**Challenge**:
Collect and copy out, in full, each line below that contains the word "polka".

**Records supplied**:
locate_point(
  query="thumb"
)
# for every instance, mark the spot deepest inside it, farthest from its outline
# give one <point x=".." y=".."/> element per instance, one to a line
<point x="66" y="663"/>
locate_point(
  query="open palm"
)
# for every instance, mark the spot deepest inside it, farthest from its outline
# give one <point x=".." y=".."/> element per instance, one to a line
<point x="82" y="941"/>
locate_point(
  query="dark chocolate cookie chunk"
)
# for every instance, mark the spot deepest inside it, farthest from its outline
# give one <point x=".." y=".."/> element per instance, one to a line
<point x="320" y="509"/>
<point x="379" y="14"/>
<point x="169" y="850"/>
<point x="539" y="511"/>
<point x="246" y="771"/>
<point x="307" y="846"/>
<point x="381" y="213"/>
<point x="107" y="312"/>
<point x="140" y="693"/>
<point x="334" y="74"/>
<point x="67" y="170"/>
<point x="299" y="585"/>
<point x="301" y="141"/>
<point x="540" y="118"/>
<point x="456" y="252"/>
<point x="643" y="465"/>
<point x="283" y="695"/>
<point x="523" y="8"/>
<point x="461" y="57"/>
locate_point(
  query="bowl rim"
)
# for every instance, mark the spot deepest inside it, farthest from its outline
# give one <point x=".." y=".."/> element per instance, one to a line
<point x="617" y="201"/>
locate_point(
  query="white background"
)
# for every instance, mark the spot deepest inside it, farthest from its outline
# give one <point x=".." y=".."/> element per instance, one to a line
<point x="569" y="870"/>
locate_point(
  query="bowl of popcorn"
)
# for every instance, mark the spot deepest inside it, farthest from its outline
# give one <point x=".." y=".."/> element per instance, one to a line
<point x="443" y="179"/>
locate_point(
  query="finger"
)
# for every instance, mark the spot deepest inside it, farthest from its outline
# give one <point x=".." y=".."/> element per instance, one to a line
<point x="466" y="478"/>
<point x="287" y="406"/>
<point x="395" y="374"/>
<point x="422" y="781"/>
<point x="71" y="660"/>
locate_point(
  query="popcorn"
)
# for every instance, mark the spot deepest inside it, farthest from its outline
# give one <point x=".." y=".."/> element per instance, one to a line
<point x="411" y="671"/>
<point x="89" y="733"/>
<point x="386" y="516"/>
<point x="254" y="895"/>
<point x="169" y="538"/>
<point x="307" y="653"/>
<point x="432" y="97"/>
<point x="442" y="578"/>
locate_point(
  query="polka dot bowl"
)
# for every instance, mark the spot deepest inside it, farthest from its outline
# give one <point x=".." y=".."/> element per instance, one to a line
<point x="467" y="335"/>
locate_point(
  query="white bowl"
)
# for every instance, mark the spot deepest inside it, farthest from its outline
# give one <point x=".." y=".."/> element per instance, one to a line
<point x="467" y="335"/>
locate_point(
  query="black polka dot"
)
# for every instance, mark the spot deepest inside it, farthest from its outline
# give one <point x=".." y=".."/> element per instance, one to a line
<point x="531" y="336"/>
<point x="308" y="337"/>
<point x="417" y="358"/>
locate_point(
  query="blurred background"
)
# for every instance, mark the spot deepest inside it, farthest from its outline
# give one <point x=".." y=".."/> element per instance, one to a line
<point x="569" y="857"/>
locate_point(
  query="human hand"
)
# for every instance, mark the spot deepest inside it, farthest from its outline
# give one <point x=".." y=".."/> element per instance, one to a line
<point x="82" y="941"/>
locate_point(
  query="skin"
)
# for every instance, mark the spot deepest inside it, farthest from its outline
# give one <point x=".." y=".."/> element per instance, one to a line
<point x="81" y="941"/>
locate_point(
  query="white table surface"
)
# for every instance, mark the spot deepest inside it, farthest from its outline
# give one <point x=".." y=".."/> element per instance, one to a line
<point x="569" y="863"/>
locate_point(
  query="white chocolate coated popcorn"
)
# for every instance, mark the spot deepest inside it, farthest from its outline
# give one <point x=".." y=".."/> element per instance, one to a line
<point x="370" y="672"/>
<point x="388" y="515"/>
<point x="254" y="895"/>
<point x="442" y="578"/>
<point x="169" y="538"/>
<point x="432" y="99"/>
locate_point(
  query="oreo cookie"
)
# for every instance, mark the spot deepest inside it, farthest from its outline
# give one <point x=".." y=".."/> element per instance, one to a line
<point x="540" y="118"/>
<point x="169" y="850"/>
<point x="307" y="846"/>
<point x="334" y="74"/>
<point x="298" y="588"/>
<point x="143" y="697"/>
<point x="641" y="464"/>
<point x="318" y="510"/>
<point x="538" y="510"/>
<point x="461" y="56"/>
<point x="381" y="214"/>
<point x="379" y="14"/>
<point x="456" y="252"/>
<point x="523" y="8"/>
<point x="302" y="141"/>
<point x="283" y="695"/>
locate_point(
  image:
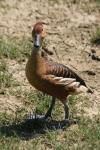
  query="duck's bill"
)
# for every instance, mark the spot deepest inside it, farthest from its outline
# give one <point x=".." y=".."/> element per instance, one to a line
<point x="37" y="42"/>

---

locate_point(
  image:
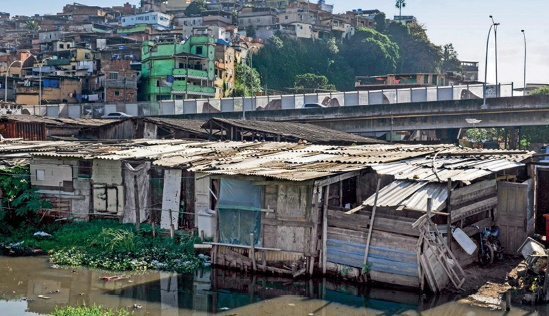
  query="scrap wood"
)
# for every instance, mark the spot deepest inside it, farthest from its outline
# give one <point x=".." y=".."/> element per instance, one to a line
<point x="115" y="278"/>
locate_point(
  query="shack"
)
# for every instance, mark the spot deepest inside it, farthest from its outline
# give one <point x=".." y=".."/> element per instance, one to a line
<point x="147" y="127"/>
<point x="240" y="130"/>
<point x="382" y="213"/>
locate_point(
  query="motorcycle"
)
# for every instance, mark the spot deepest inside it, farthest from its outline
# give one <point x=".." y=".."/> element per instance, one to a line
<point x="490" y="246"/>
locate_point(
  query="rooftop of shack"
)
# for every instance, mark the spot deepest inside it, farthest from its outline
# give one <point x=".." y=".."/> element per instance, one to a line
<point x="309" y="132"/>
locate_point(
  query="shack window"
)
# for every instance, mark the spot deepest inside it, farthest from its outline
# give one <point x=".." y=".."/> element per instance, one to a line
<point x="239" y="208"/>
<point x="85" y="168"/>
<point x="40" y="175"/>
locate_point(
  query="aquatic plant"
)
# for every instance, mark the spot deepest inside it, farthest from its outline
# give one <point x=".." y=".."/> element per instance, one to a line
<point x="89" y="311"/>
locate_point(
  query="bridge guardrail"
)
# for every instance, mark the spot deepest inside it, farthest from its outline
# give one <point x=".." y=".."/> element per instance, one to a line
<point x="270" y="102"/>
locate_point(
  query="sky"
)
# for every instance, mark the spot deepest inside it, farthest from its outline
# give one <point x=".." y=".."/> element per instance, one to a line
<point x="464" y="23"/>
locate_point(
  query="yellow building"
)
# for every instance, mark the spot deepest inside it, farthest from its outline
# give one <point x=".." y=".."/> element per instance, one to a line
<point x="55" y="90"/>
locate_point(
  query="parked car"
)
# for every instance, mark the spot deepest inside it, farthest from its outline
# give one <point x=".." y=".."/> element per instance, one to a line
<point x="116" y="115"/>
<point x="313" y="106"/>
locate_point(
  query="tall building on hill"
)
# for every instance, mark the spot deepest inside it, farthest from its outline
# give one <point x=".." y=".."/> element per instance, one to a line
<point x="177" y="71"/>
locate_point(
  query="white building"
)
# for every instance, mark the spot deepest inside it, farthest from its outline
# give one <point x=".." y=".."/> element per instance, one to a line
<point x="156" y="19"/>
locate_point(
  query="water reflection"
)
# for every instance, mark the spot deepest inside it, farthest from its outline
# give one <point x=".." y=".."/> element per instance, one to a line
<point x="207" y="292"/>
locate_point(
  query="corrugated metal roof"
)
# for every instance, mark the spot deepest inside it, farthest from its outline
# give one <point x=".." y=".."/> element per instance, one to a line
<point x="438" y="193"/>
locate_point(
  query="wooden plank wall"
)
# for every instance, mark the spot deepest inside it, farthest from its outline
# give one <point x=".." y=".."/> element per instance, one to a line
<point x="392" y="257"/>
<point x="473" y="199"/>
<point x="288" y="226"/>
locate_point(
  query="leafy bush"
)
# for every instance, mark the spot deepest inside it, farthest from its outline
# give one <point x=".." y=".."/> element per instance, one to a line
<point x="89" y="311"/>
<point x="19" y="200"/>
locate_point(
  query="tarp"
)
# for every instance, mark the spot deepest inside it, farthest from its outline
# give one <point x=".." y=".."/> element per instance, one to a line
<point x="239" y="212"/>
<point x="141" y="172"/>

**Exercise answer**:
  query="polka dot bowl"
  query="black polka dot"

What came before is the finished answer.